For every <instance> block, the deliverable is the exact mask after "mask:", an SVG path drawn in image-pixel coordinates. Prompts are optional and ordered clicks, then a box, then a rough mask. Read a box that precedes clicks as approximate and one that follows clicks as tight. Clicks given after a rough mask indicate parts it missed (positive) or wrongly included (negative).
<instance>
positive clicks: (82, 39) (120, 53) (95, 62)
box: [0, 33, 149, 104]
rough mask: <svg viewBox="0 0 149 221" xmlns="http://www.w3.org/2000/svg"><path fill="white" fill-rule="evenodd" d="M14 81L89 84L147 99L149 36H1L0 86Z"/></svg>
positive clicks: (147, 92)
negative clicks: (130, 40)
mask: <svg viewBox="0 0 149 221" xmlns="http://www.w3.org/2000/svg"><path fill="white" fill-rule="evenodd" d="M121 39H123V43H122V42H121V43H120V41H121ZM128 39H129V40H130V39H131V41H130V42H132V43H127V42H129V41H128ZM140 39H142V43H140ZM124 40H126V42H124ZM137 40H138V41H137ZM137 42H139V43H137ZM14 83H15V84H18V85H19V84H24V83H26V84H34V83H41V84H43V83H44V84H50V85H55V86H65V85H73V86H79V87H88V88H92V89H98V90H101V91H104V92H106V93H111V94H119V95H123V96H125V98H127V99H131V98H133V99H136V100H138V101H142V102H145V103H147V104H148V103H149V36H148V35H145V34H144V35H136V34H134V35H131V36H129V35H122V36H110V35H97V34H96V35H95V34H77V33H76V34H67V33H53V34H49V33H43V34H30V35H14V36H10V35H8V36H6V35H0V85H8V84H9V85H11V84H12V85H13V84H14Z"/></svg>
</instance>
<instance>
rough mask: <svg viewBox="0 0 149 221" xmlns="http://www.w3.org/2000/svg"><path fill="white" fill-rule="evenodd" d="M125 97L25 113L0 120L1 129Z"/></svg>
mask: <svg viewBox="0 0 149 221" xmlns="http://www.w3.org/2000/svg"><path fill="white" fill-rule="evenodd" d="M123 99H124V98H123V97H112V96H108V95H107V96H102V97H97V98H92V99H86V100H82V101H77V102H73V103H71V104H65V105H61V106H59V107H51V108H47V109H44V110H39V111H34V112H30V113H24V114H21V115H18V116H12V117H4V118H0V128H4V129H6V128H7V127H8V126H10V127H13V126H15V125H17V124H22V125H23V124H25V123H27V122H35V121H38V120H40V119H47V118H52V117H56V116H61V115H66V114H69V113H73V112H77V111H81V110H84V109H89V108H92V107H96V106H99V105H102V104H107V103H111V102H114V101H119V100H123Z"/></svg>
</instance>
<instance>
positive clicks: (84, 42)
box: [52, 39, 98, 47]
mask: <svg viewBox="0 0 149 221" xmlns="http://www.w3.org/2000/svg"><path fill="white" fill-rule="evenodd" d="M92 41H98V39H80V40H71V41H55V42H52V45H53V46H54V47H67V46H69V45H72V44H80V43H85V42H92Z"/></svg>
========
(Task item) Find and copy every line in the entries above where the string "positive" occurs.

(Exercise response)
For every <instance> block, the deliverable is the exact mask after "mask:", an SVG path drawn in image-pixel coordinates. Prompts are optional and ordered clicks, then a box, then a rough mask. Read a box that precedes clicks as approximate and one that follows clicks as tight. Clicks given after a rough mask indicate parts it missed (positive) or wrongly included (negative).
positive clicks: (82, 39) (120, 53) (95, 62)
positive clicks: (147, 92)
positive clicks: (84, 42)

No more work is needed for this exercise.